Task requirements:
[1] Decide whether each statement agrees with the news article about the hoax email. Answer yes or no and quote the deciding words from the article. (a) The email tells people to press #90 or #09 or a similar number. (b) The same email had already gone around in an earlier year. (c) The police officer who answered the phone gave her name.
[2] Resume the news article about the hoax email, picking up after its last sentence.

Extract provided:
========================================================================
Rotorua residents are being told to ignore an email claiming to warn people about a scam.
The email has been sent to several Rotorua residents, as well as people nationwide. It warns about a scam where a person will call someone's mobile phone and will tell them that they are an engineer, then ask the person to press #90 or #09 or a similar number.
The email claims that once the person does this, the caller will then have access to the SIM card.
It claims that by doing this the caller will be able to access personal information and make calls at theexpense of the SIM card owner.
The email is signed off by someone who says they are a police officer and calls for people to circulate it to their friends and family.
However, a Rotorua computer expert has warned that by circulating the emails, people are unknowingly playing into the hoaxer's plans. He says people should instead look for clues that such emails are a hoax and delete them.
An identical email was circulated in March 2009 at which point a spokesman for Police National Headquarters said it was a hoax.
A police letterhead at the top of the email has a phone number to police at the Counties Manukau Courthouse.
When The Daily Post phoned the number a police officer, who did not want to be identified, said the email was a hoax and she didn't know how her phone number got attached to the email.
"We are just asking people to let others know that it is a hoax," she said.
========================================================================
(Dataset excerpt)
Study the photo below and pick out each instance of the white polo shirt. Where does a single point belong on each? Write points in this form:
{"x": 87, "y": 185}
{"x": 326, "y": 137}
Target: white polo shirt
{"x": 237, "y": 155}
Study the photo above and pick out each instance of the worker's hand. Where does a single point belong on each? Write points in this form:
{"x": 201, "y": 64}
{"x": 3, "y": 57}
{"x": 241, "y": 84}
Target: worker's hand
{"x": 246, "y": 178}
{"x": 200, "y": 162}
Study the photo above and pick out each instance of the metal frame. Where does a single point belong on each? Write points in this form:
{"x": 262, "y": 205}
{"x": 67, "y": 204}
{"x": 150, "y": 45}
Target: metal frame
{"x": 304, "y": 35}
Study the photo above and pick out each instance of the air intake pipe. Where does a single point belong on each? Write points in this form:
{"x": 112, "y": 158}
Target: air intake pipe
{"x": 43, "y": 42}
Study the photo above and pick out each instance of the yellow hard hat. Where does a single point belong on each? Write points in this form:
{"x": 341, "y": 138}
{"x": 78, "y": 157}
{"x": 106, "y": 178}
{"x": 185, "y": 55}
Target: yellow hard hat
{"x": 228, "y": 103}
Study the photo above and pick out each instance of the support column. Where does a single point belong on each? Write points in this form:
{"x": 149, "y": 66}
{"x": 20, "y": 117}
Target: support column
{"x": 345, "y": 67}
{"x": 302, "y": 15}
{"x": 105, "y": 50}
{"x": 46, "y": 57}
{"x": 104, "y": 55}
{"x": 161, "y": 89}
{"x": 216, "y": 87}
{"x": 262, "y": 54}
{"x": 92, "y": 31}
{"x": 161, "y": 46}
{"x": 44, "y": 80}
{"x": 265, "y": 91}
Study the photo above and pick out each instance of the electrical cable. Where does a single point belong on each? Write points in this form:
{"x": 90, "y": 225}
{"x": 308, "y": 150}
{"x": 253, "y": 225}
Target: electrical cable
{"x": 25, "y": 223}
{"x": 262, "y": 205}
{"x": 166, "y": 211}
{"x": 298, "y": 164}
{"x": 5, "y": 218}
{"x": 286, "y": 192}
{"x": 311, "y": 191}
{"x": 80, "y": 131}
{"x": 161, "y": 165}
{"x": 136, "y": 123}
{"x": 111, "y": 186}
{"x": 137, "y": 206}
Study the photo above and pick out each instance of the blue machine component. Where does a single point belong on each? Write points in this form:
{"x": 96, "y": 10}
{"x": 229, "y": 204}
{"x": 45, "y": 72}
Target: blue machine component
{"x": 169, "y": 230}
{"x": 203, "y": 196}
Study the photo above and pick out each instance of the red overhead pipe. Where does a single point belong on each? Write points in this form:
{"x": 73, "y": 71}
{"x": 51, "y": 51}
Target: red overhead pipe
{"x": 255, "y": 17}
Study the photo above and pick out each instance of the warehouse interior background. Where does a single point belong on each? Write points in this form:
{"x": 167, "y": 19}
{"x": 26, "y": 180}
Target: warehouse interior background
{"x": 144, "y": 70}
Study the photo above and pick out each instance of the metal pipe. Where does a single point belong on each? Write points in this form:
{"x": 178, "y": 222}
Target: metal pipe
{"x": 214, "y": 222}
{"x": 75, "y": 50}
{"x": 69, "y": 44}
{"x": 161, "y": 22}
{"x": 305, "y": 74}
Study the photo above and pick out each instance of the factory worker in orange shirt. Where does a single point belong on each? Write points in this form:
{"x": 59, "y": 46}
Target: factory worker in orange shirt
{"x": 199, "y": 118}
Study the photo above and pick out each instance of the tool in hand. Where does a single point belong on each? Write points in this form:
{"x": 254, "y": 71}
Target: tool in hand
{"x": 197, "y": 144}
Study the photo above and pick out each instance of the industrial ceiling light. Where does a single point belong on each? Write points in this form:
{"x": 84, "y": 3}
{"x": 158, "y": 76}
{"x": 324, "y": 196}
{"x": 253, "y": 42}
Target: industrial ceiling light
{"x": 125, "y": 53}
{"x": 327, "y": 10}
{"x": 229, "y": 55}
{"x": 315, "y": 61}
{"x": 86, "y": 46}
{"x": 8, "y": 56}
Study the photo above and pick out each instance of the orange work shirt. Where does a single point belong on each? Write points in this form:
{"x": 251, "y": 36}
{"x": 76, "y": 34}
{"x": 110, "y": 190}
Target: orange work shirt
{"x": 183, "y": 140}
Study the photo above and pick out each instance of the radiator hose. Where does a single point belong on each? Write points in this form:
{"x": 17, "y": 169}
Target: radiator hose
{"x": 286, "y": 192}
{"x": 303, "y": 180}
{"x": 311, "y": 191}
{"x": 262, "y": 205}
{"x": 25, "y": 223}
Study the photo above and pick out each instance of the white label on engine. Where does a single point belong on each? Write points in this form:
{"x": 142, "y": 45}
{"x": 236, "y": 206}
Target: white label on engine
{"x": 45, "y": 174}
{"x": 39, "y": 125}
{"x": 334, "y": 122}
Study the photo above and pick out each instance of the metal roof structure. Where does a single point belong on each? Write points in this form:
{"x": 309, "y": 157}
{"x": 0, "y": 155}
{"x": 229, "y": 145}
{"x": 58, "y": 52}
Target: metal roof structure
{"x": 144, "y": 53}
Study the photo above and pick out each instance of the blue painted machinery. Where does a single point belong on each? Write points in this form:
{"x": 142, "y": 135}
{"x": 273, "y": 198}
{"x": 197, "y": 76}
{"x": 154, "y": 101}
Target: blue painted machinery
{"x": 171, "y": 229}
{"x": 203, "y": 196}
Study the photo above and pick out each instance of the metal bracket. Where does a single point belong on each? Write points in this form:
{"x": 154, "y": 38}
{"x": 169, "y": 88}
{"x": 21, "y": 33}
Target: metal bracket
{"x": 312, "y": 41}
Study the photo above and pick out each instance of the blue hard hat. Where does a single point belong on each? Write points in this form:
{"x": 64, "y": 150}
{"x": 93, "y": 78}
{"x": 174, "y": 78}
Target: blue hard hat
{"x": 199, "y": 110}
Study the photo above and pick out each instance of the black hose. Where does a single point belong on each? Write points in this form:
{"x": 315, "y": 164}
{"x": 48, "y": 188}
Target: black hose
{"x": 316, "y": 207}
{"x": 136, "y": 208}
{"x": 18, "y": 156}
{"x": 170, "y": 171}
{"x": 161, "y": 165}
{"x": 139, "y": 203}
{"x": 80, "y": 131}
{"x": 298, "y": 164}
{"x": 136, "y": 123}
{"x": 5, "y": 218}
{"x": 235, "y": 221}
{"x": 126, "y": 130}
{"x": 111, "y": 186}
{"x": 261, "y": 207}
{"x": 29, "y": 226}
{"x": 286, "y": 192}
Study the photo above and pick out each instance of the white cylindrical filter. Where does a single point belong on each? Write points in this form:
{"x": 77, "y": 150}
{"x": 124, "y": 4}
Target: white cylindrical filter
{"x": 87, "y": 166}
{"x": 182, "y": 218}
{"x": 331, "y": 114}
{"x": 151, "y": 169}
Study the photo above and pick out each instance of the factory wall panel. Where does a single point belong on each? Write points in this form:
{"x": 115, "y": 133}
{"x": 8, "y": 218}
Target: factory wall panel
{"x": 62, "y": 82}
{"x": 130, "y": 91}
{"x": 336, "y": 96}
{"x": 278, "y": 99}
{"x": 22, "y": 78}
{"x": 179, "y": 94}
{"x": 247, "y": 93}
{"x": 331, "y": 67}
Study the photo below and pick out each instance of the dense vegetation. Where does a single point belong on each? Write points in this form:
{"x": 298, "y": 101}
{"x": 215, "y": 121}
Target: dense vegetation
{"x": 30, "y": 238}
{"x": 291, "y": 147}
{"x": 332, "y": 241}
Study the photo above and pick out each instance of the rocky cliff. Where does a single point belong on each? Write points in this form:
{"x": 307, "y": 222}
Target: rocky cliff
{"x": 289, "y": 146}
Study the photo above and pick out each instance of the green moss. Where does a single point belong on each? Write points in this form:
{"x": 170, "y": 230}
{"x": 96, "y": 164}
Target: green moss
========================================================================
Responses per task:
[1]
(a) Yes: "ask the person to press #90 or #09 or a similar number"
(b) Yes: "An identical email was circulated in March 2009"
(c) No: "a police officer, who did not want to be identified"

[2]
Rotorua Neighbourhood Support co-ordinator Barrie Fenton said he had heard several reports of the email circulating in Rotorua.
He said it was one of the many which often cropped up in Rotorua but nothing could be done to prevent it.
Rotorua telecommunications and information technology consultant Nathan Willis, of Phocal Communications, was one of those who received the email.
He said he immediately forwarded it to his email contacts.
"I then looked at it again and did some research and realised it was a hoax."
Mr Willis said some of the phone numbers on the email were not New Zealand phone numbers.
"So I phoned the Auckland number and got a New Zealand police answerphone message which said that the email was a hoax."
He said despite the fact the email was a hoax, it would be possible for someone to gain remote access to a mobile phone.
"Technically, the old adage is that anything which is online has the potential to be hacked," he said.
As it was a hoax, the email could have been sent out of spite, Mr Willis said.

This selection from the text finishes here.